◆ The problem ◆
Output exactly the lines from the line with "Reviewer note: every instance of the tall" through the end of the records below. Include nothing else.

◆ Stored rows ◆

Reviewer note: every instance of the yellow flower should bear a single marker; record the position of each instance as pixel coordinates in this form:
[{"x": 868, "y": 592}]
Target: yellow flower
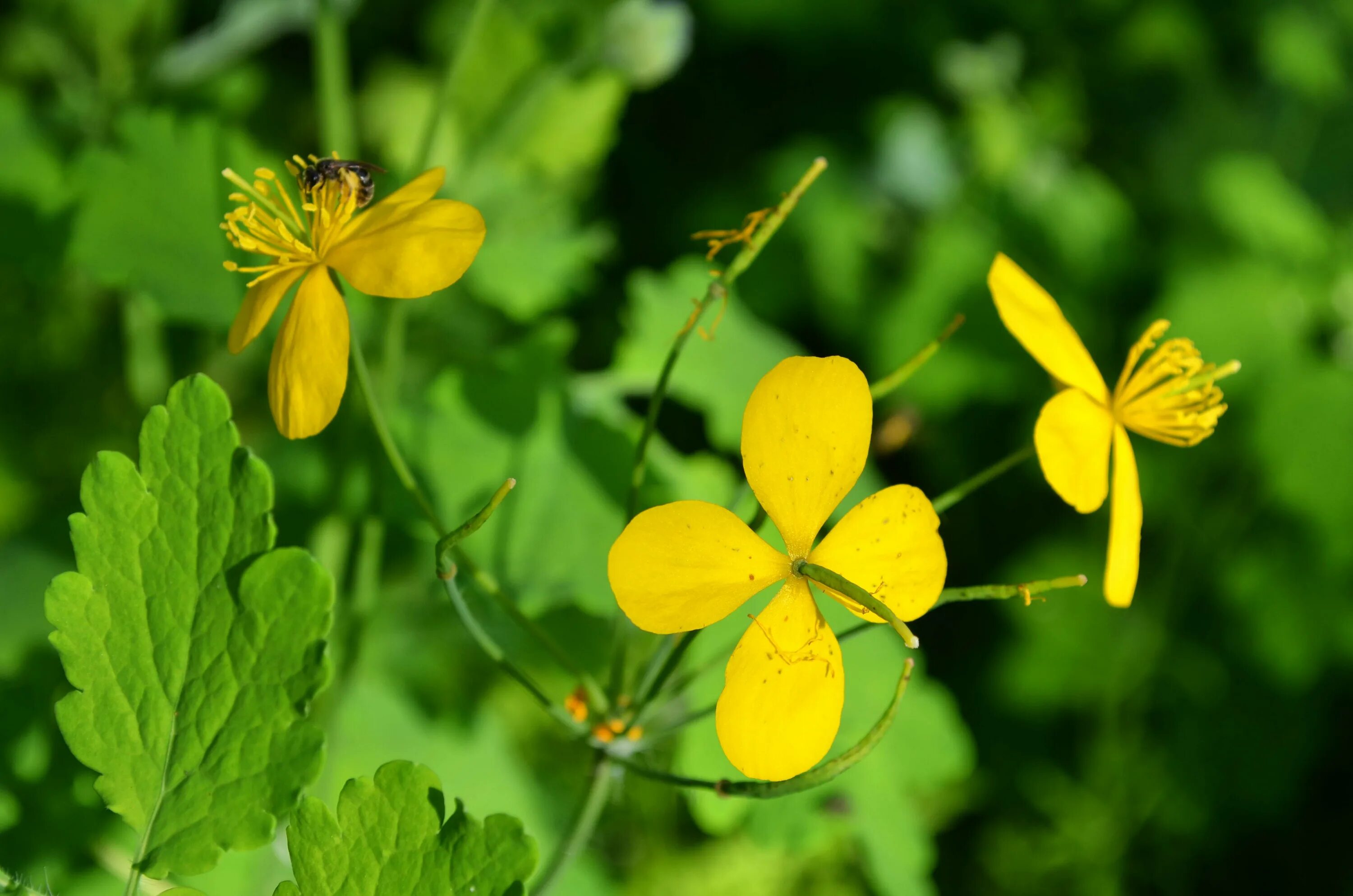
[
  {"x": 406, "y": 245},
  {"x": 1172, "y": 398},
  {"x": 686, "y": 565}
]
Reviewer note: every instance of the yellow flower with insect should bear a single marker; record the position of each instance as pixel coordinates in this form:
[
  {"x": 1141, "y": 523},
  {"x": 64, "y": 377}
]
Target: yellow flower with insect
[
  {"x": 682, "y": 566},
  {"x": 405, "y": 247},
  {"x": 1171, "y": 397}
]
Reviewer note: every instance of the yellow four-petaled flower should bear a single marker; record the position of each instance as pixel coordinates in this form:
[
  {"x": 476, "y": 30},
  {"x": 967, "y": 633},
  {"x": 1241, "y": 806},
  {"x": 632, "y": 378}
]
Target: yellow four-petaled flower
[
  {"x": 405, "y": 247},
  {"x": 1172, "y": 398},
  {"x": 686, "y": 565}
]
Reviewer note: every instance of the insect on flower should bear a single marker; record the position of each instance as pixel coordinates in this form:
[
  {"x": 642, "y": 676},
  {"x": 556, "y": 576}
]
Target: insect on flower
[
  {"x": 404, "y": 247},
  {"x": 688, "y": 565},
  {"x": 336, "y": 170},
  {"x": 1171, "y": 397}
]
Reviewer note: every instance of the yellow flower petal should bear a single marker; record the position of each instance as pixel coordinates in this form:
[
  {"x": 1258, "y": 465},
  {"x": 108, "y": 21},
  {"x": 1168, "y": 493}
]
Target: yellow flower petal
[
  {"x": 309, "y": 368},
  {"x": 1072, "y": 437},
  {"x": 410, "y": 252},
  {"x": 419, "y": 190},
  {"x": 1035, "y": 320},
  {"x": 1125, "y": 524},
  {"x": 685, "y": 565},
  {"x": 782, "y": 694},
  {"x": 805, "y": 436},
  {"x": 260, "y": 302},
  {"x": 889, "y": 546}
]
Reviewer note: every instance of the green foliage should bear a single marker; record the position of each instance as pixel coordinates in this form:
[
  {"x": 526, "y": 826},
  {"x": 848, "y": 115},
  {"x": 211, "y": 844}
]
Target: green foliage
[
  {"x": 194, "y": 649},
  {"x": 389, "y": 840},
  {"x": 1156, "y": 160}
]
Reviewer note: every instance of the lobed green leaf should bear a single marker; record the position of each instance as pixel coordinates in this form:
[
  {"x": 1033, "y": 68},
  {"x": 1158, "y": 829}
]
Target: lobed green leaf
[{"x": 194, "y": 652}]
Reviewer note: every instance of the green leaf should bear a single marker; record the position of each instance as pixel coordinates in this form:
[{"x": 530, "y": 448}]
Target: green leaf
[
  {"x": 489, "y": 859},
  {"x": 194, "y": 660},
  {"x": 32, "y": 167},
  {"x": 389, "y": 840},
  {"x": 386, "y": 840},
  {"x": 151, "y": 210},
  {"x": 1253, "y": 201}
]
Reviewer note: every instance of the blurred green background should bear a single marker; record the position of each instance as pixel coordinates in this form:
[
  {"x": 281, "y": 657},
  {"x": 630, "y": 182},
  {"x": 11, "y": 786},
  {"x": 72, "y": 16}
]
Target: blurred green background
[{"x": 1157, "y": 159}]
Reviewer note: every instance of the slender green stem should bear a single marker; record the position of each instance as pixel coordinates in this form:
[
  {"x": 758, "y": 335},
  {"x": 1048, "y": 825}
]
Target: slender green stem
[
  {"x": 690, "y": 718},
  {"x": 134, "y": 876},
  {"x": 584, "y": 826},
  {"x": 483, "y": 580},
  {"x": 1003, "y": 592},
  {"x": 904, "y": 372},
  {"x": 966, "y": 488},
  {"x": 845, "y": 587},
  {"x": 10, "y": 884},
  {"x": 333, "y": 82},
  {"x": 489, "y": 585},
  {"x": 450, "y": 84},
  {"x": 718, "y": 291},
  {"x": 805, "y": 781},
  {"x": 387, "y": 440},
  {"x": 654, "y": 684},
  {"x": 948, "y": 596},
  {"x": 490, "y": 648}
]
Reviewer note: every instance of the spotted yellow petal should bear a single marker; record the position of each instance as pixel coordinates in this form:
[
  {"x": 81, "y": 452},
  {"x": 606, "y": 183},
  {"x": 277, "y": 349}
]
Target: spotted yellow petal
[
  {"x": 805, "y": 437},
  {"x": 1035, "y": 320},
  {"x": 1072, "y": 437},
  {"x": 889, "y": 546},
  {"x": 398, "y": 203},
  {"x": 1125, "y": 524},
  {"x": 782, "y": 689},
  {"x": 414, "y": 249},
  {"x": 685, "y": 565},
  {"x": 309, "y": 368},
  {"x": 260, "y": 302}
]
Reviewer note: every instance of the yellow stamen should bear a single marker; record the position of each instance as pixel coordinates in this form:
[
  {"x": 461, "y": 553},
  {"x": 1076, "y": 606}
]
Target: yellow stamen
[{"x": 1174, "y": 395}]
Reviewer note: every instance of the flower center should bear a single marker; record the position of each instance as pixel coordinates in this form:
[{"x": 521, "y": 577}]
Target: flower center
[
  {"x": 267, "y": 220},
  {"x": 1174, "y": 395}
]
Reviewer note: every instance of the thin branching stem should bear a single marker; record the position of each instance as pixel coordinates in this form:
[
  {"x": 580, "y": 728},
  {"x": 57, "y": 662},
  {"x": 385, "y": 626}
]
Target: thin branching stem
[
  {"x": 800, "y": 783},
  {"x": 716, "y": 293},
  {"x": 582, "y": 829},
  {"x": 893, "y": 381},
  {"x": 966, "y": 488},
  {"x": 494, "y": 652},
  {"x": 483, "y": 580},
  {"x": 450, "y": 84}
]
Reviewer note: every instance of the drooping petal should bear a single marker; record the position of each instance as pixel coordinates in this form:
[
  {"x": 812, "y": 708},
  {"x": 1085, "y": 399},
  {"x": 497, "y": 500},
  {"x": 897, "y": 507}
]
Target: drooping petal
[
  {"x": 398, "y": 203},
  {"x": 805, "y": 437},
  {"x": 784, "y": 689},
  {"x": 889, "y": 546},
  {"x": 410, "y": 252},
  {"x": 686, "y": 565},
  {"x": 309, "y": 367},
  {"x": 1072, "y": 436},
  {"x": 1037, "y": 321},
  {"x": 1125, "y": 524},
  {"x": 260, "y": 302}
]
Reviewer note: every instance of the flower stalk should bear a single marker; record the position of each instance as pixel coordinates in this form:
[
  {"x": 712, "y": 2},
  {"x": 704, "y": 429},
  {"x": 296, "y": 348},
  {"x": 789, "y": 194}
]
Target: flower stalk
[
  {"x": 582, "y": 829},
  {"x": 895, "y": 381},
  {"x": 1003, "y": 592},
  {"x": 716, "y": 293},
  {"x": 966, "y": 488},
  {"x": 800, "y": 783},
  {"x": 842, "y": 585}
]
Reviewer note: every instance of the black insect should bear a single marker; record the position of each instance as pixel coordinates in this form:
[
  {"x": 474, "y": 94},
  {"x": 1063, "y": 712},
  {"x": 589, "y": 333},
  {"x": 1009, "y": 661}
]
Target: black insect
[{"x": 318, "y": 172}]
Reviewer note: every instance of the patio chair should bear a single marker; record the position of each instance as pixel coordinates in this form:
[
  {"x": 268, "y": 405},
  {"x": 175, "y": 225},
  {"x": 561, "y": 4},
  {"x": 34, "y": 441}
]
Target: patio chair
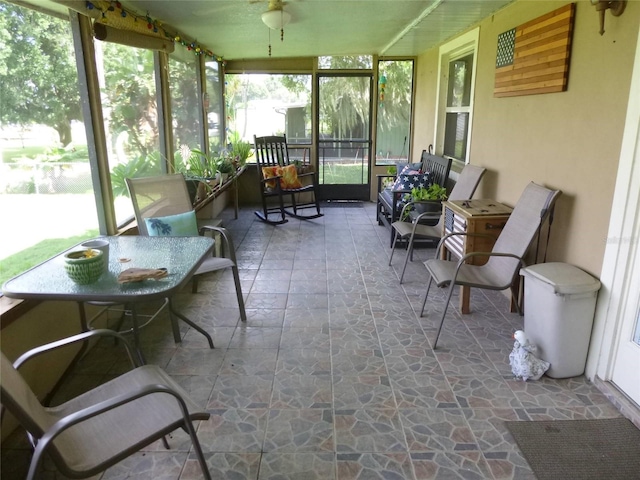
[
  {"x": 464, "y": 189},
  {"x": 97, "y": 429},
  {"x": 279, "y": 179},
  {"x": 434, "y": 169},
  {"x": 506, "y": 258},
  {"x": 162, "y": 206}
]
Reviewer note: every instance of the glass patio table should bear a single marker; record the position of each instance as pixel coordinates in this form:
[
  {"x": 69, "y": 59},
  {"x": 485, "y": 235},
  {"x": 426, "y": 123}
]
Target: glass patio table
[{"x": 181, "y": 256}]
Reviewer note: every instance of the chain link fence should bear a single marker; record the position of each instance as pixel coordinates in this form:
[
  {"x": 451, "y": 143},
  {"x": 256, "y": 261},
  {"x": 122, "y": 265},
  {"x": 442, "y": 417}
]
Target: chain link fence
[{"x": 45, "y": 178}]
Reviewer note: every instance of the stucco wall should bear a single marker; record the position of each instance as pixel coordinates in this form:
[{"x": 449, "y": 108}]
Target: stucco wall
[{"x": 569, "y": 140}]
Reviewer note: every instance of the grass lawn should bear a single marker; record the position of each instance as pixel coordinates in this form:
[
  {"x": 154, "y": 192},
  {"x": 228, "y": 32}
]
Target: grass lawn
[
  {"x": 339, "y": 173},
  {"x": 10, "y": 155},
  {"x": 38, "y": 253}
]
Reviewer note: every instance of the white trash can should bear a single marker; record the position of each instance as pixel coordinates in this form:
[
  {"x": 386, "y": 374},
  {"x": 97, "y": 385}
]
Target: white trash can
[{"x": 559, "y": 305}]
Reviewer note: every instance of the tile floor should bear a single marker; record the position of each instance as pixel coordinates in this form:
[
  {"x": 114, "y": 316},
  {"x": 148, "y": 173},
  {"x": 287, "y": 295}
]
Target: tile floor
[{"x": 333, "y": 375}]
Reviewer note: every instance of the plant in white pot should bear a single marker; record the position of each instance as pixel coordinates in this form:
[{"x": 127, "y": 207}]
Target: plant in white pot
[
  {"x": 225, "y": 167},
  {"x": 198, "y": 168},
  {"x": 427, "y": 199}
]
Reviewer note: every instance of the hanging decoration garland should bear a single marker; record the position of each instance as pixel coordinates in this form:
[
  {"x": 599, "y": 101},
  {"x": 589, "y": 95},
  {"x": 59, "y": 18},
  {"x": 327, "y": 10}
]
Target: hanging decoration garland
[
  {"x": 382, "y": 85},
  {"x": 113, "y": 12}
]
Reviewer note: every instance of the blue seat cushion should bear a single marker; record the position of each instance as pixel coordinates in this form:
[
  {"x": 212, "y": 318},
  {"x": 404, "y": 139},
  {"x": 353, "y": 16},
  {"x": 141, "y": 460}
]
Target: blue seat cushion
[{"x": 180, "y": 225}]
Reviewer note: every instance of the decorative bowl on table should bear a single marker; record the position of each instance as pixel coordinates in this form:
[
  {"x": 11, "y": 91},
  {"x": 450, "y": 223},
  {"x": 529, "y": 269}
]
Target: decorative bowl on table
[{"x": 84, "y": 266}]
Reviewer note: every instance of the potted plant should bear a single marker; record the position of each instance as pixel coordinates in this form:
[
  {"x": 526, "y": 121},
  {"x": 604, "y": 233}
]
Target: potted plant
[
  {"x": 225, "y": 167},
  {"x": 427, "y": 195},
  {"x": 198, "y": 168},
  {"x": 240, "y": 150}
]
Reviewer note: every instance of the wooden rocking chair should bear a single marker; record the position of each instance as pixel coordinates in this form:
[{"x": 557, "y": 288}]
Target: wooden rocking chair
[{"x": 280, "y": 179}]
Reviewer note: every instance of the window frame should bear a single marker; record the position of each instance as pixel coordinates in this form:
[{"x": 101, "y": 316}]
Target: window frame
[{"x": 458, "y": 48}]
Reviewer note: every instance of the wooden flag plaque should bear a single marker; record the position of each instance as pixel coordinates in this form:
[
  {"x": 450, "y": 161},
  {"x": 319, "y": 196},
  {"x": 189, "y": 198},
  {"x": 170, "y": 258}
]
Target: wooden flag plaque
[{"x": 534, "y": 57}]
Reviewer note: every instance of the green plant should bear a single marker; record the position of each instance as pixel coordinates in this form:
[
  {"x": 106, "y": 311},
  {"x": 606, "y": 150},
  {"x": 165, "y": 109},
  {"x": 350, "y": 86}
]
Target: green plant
[
  {"x": 194, "y": 164},
  {"x": 421, "y": 194},
  {"x": 225, "y": 165},
  {"x": 432, "y": 192},
  {"x": 140, "y": 166}
]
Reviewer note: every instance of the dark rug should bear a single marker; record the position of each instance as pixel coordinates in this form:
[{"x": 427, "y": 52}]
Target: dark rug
[
  {"x": 341, "y": 204},
  {"x": 580, "y": 449}
]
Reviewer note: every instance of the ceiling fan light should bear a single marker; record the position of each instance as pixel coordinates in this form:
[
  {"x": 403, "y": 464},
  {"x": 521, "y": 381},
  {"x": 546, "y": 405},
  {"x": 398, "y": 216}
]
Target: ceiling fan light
[{"x": 276, "y": 19}]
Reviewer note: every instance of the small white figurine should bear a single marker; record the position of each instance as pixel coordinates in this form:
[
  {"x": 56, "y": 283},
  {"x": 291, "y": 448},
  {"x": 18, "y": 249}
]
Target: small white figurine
[{"x": 524, "y": 364}]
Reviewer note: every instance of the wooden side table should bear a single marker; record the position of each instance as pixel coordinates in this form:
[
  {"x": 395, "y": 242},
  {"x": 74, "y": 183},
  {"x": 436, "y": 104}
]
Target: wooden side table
[{"x": 480, "y": 216}]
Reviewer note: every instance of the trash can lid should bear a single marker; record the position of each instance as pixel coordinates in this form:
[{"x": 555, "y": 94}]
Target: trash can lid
[{"x": 565, "y": 279}]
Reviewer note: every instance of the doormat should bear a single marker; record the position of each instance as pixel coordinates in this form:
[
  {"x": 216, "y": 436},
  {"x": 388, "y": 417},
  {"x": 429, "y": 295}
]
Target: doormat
[
  {"x": 341, "y": 204},
  {"x": 580, "y": 449}
]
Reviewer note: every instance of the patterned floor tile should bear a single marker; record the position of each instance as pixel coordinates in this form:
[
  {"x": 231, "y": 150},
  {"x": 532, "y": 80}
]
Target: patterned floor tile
[
  {"x": 333, "y": 376},
  {"x": 483, "y": 392},
  {"x": 440, "y": 430},
  {"x": 295, "y": 466},
  {"x": 239, "y": 466},
  {"x": 369, "y": 431},
  {"x": 234, "y": 430},
  {"x": 444, "y": 465},
  {"x": 423, "y": 391},
  {"x": 354, "y": 466},
  {"x": 300, "y": 430},
  {"x": 364, "y": 391},
  {"x": 241, "y": 391},
  {"x": 302, "y": 391}
]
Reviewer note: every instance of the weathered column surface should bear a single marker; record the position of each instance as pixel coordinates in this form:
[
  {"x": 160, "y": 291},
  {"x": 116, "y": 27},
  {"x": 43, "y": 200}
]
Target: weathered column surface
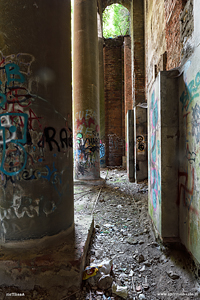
[
  {"x": 86, "y": 90},
  {"x": 102, "y": 152},
  {"x": 36, "y": 182}
]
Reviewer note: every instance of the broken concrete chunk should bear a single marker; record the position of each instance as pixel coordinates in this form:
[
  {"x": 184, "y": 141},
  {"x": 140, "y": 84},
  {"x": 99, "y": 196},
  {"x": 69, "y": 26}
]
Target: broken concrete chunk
[
  {"x": 173, "y": 275},
  {"x": 131, "y": 241},
  {"x": 138, "y": 288},
  {"x": 142, "y": 269},
  {"x": 105, "y": 282},
  {"x": 140, "y": 258},
  {"x": 142, "y": 296},
  {"x": 121, "y": 291},
  {"x": 145, "y": 286}
]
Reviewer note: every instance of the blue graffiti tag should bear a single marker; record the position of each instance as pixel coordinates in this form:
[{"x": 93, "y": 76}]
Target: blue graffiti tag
[
  {"x": 101, "y": 150},
  {"x": 190, "y": 92},
  {"x": 13, "y": 73},
  {"x": 155, "y": 148},
  {"x": 4, "y": 128}
]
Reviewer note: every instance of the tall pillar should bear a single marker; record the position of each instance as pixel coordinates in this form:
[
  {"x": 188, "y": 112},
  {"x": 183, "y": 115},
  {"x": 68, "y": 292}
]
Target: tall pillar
[
  {"x": 86, "y": 90},
  {"x": 36, "y": 157},
  {"x": 102, "y": 152}
]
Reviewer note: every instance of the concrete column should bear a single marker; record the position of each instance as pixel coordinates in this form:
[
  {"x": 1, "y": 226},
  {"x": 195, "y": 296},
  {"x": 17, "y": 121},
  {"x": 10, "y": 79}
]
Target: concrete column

◆ Full output ◆
Reviewer note: every instance of the tall pillar should bear a single marker; record the position of each instance as pixel coordinates in this form:
[
  {"x": 188, "y": 112},
  {"x": 183, "y": 115},
  {"x": 68, "y": 292}
]
Target: tall pillar
[
  {"x": 86, "y": 90},
  {"x": 36, "y": 157},
  {"x": 102, "y": 152}
]
Reviewer note: every instance of the concrete column should bear a single marker; record the position of each instance as pixel coordinates in this form:
[
  {"x": 1, "y": 226},
  {"x": 195, "y": 296},
  {"x": 17, "y": 121},
  {"x": 10, "y": 79}
]
Target: concrete column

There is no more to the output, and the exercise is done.